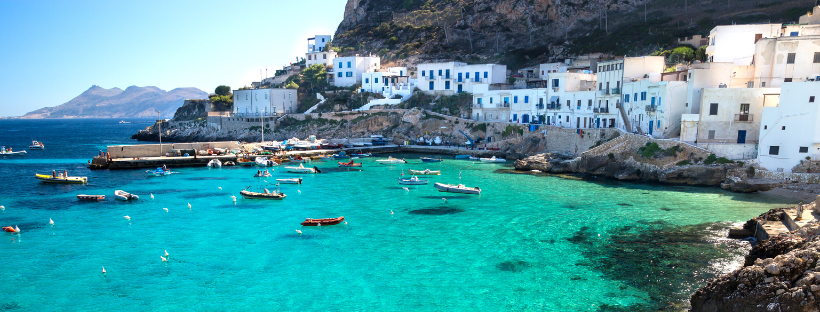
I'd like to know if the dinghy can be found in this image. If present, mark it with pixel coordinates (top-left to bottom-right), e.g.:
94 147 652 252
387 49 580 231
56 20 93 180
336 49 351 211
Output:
433 182 481 195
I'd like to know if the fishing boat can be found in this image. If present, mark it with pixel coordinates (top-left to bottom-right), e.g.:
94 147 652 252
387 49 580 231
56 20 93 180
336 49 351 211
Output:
285 164 319 173
337 159 362 168
0 146 26 156
28 140 46 149
302 217 345 226
421 157 441 162
481 156 507 162
399 176 430 185
208 158 222 168
34 171 88 184
433 182 481 194
253 170 271 178
114 190 140 200
239 188 287 199
333 151 350 159
410 169 441 175
77 194 105 201
376 156 407 165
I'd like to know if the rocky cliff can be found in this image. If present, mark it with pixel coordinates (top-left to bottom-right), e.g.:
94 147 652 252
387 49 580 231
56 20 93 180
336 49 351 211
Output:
23 85 208 118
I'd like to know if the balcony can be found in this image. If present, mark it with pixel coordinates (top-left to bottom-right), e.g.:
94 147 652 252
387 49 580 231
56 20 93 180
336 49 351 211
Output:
735 114 755 122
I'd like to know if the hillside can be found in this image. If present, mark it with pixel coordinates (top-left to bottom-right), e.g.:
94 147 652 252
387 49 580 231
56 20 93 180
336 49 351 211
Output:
333 0 812 69
23 85 208 119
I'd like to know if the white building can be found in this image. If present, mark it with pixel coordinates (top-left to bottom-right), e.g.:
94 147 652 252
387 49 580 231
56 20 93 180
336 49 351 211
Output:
757 82 820 172
233 88 299 116
308 35 332 53
416 62 507 95
328 55 381 87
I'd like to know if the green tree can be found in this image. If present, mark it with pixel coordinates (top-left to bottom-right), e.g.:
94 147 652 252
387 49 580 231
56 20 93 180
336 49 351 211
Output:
214 85 231 95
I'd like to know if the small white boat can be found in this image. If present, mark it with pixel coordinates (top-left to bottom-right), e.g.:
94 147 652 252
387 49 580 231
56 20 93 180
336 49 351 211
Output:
256 157 279 167
285 164 316 173
114 190 140 200
481 156 507 162
376 156 407 165
208 158 222 168
28 141 46 149
433 182 481 194
399 176 430 185
276 178 302 184
410 169 441 175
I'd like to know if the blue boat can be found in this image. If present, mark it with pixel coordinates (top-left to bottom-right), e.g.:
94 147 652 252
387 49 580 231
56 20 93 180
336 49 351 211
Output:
421 157 441 162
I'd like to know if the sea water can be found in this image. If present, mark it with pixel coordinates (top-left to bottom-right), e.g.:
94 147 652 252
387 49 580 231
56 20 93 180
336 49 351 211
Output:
0 119 796 311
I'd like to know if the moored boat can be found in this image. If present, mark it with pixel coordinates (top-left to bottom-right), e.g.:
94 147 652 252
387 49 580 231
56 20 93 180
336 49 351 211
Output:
302 217 345 226
410 169 441 175
481 156 507 162
77 194 105 201
114 190 140 200
399 176 430 185
28 140 46 149
376 156 407 165
239 189 287 199
276 178 302 184
433 182 481 195
34 171 88 184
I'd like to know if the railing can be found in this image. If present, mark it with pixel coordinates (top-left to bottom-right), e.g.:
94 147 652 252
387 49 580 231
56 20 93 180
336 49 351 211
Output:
735 114 754 122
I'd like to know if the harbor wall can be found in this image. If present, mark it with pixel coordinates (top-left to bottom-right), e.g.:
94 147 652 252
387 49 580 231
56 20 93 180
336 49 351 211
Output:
106 142 240 158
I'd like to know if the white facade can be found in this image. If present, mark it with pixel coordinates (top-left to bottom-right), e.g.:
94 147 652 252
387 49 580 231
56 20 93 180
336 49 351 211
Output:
233 88 299 116
757 82 820 172
706 24 781 65
305 51 337 67
416 62 507 95
328 56 381 87
307 35 332 53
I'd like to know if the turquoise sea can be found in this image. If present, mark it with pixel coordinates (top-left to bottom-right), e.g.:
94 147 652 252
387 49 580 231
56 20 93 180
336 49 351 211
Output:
0 119 787 311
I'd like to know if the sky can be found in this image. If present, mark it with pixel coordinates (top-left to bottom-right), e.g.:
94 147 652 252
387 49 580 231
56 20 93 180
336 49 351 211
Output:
0 0 347 117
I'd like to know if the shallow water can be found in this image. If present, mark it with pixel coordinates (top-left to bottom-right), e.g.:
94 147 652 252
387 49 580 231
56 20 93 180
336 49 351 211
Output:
0 120 796 311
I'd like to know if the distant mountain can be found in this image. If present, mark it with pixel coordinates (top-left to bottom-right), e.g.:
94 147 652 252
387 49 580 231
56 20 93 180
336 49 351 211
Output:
22 85 208 119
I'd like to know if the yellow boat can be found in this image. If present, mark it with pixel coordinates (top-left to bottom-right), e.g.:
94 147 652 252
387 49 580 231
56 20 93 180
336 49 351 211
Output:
34 174 88 184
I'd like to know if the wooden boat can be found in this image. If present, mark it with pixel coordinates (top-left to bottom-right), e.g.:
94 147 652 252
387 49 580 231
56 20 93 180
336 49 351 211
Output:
276 178 302 184
114 190 140 200
376 156 407 165
239 189 287 199
302 217 345 226
433 182 481 195
337 159 362 168
28 141 46 149
77 194 105 201
481 156 507 162
34 174 88 184
399 176 430 185
410 169 441 175
285 164 319 173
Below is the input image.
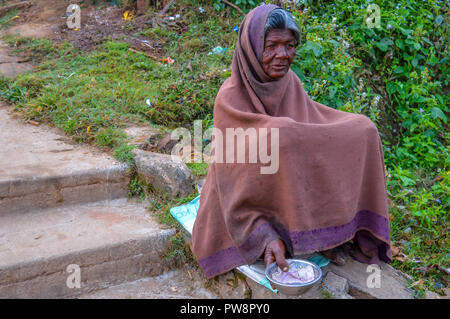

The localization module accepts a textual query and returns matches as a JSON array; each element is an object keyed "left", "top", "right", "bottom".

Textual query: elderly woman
[{"left": 192, "top": 5, "right": 391, "bottom": 278}]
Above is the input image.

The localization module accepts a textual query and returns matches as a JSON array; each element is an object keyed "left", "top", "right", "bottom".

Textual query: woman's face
[{"left": 262, "top": 29, "right": 295, "bottom": 80}]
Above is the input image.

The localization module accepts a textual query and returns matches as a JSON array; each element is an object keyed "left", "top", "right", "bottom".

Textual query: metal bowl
[{"left": 265, "top": 259, "right": 322, "bottom": 296}]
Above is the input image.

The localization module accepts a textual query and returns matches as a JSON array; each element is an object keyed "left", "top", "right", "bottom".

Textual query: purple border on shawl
[
  {"left": 248, "top": 4, "right": 279, "bottom": 62},
  {"left": 199, "top": 210, "right": 390, "bottom": 277}
]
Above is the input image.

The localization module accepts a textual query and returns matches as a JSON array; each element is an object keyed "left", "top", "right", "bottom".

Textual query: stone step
[
  {"left": 77, "top": 269, "right": 219, "bottom": 299},
  {"left": 0, "top": 199, "right": 175, "bottom": 298},
  {"left": 0, "top": 104, "right": 130, "bottom": 215}
]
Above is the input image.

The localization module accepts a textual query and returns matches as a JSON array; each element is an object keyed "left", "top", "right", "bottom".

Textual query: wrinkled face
[{"left": 262, "top": 29, "right": 295, "bottom": 80}]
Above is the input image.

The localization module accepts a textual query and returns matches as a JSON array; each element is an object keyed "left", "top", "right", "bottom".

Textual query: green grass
[{"left": 0, "top": 9, "right": 19, "bottom": 29}]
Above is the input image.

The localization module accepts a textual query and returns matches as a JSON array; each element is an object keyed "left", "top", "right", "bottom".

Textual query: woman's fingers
[
  {"left": 264, "top": 238, "right": 289, "bottom": 271},
  {"left": 264, "top": 245, "right": 275, "bottom": 268}
]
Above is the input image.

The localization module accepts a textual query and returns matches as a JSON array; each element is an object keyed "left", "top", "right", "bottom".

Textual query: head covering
[{"left": 192, "top": 5, "right": 391, "bottom": 278}]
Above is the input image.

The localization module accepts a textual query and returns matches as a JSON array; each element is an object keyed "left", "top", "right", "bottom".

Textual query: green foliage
[{"left": 0, "top": 0, "right": 450, "bottom": 292}]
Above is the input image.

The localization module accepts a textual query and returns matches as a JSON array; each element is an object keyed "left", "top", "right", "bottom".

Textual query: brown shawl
[{"left": 192, "top": 5, "right": 391, "bottom": 278}]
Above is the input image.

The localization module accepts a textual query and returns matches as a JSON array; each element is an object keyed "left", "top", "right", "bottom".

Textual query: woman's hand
[{"left": 264, "top": 238, "right": 289, "bottom": 272}]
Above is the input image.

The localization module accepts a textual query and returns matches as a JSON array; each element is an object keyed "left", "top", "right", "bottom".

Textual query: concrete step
[
  {"left": 77, "top": 269, "right": 219, "bottom": 299},
  {"left": 0, "top": 199, "right": 175, "bottom": 298},
  {"left": 0, "top": 104, "right": 129, "bottom": 215}
]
——————————
Copy the records above word for word, from the start of the records through the line containing "735 114 755 122", both ends included. Leave the pictures out of your answer.

* _TASK RESPONSE_:
I'd like to know if the dinghy can be found in this image. If present, mark it with pixel coordinates (top-left to bottom-right), e.g.:
94 147 652 252
387 49 580 231
56 20 93 180
336 49 351 211
Output:
433 182 481 195
I'd like to know if the fishing boat can be found in this image. If present, mark it with pixel coordinates (top-left to bottom-right), e.g.:
94 147 652 252
387 49 580 231
56 20 93 180
336 49 351 211
Output:
285 164 319 173
337 159 362 168
0 146 26 156
28 140 46 149
302 217 345 226
421 157 441 162
481 156 507 162
399 176 430 185
208 158 222 168
34 171 88 184
433 182 481 194
253 170 271 178
114 190 140 200
239 188 287 199
333 151 350 159
410 169 441 175
77 194 105 201
376 156 407 165
I'd like to know if the rocky cliff can be found in this image. If present, mark it with pixel coordinates (top-left to bottom-right), e.g.:
94 147 652 252
387 49 580 231
56 20 93 180
336 49 351 211
Output:
23 85 208 118
I'd like to know if the balcony can be found in this image. If present, mark it with pixel coordinates (top-left to bottom-right), e.g.:
94 147 652 252
387 49 580 231
56 20 93 180
336 49 351 211
Output:
735 114 755 122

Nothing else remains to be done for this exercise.